*** Opening Records for the exercise ***

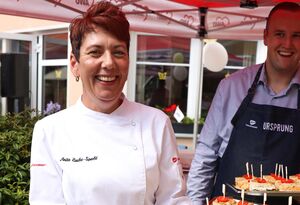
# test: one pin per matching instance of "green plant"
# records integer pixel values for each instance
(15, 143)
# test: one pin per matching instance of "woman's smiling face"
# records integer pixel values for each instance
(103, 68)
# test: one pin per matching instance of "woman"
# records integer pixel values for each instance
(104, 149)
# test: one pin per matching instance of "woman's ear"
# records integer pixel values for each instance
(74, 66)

*** Closing Records for the exercise ***
*** Opening Records for the exercise ***

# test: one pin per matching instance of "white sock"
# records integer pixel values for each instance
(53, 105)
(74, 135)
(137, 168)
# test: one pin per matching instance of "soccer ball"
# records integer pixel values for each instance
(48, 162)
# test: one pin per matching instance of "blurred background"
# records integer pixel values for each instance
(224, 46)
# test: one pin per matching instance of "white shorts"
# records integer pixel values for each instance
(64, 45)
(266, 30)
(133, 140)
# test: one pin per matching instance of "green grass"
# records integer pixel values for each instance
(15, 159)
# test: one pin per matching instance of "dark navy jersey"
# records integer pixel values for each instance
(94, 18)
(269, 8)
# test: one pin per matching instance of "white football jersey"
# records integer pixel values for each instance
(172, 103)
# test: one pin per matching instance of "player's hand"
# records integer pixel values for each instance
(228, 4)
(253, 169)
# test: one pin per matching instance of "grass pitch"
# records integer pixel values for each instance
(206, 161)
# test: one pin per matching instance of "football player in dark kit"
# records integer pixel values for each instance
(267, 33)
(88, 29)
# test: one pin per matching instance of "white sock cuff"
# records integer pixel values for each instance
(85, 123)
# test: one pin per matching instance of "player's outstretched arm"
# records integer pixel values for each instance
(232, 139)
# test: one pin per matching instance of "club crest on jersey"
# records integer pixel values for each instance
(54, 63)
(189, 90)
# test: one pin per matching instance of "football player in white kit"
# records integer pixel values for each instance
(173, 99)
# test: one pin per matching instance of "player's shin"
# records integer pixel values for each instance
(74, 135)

*** Closing Records for the exercise ***
*** Opening Records for the exercise ***

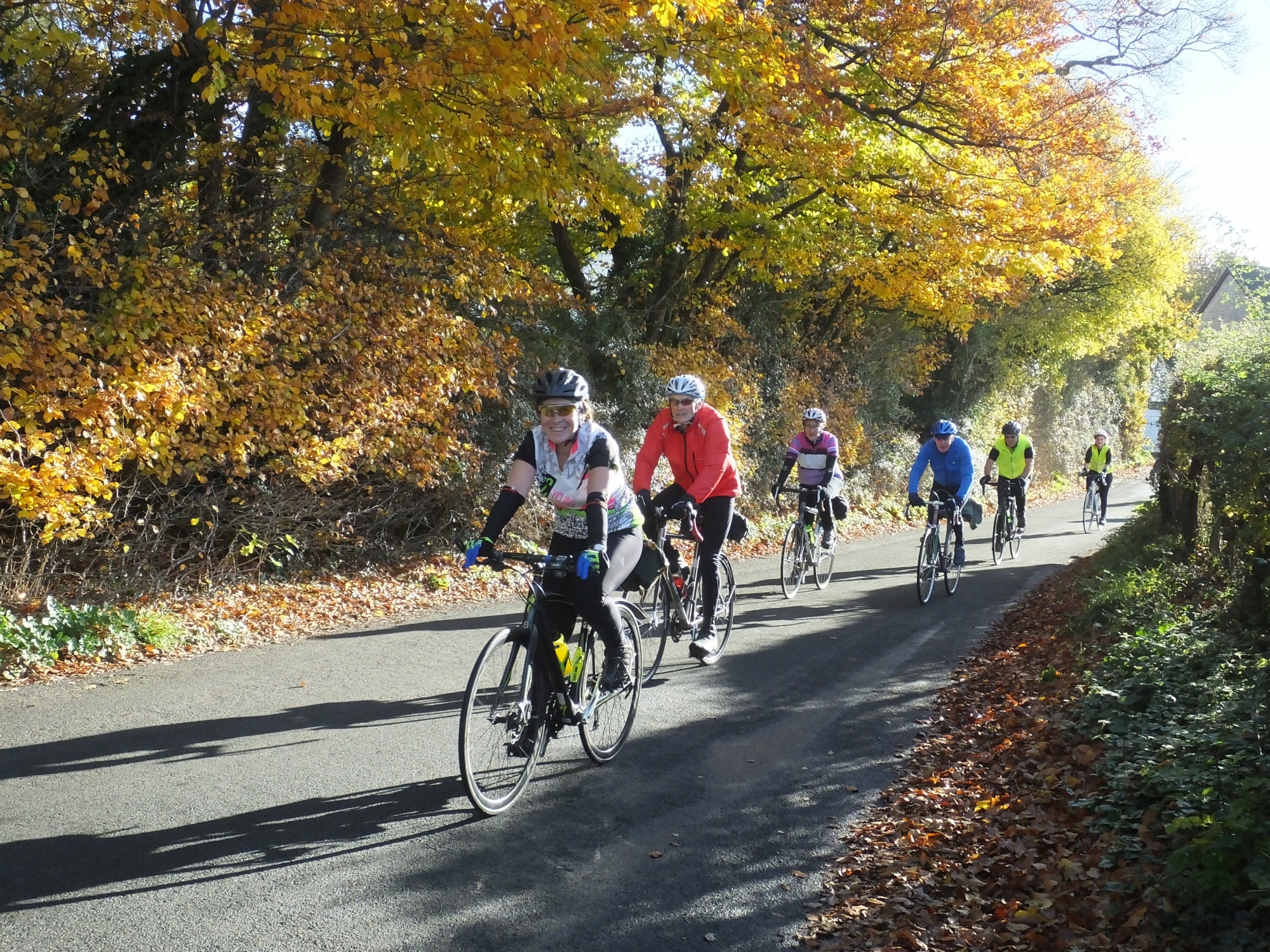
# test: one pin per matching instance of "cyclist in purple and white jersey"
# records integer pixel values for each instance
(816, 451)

*** Closing Records for the exercise ***

**What is needed:** Wherever the word "jersey" turns up in the material, copy the whole line.

**Exercise answer:**
# test: one pin per matching instance of "dark navy jersey"
# test: one pin per matching instance of "white football jersey"
# test: one pin per matching instance of "club crest on jersey"
# test: one pin per matching instance of "cyclist in purple and white jersey"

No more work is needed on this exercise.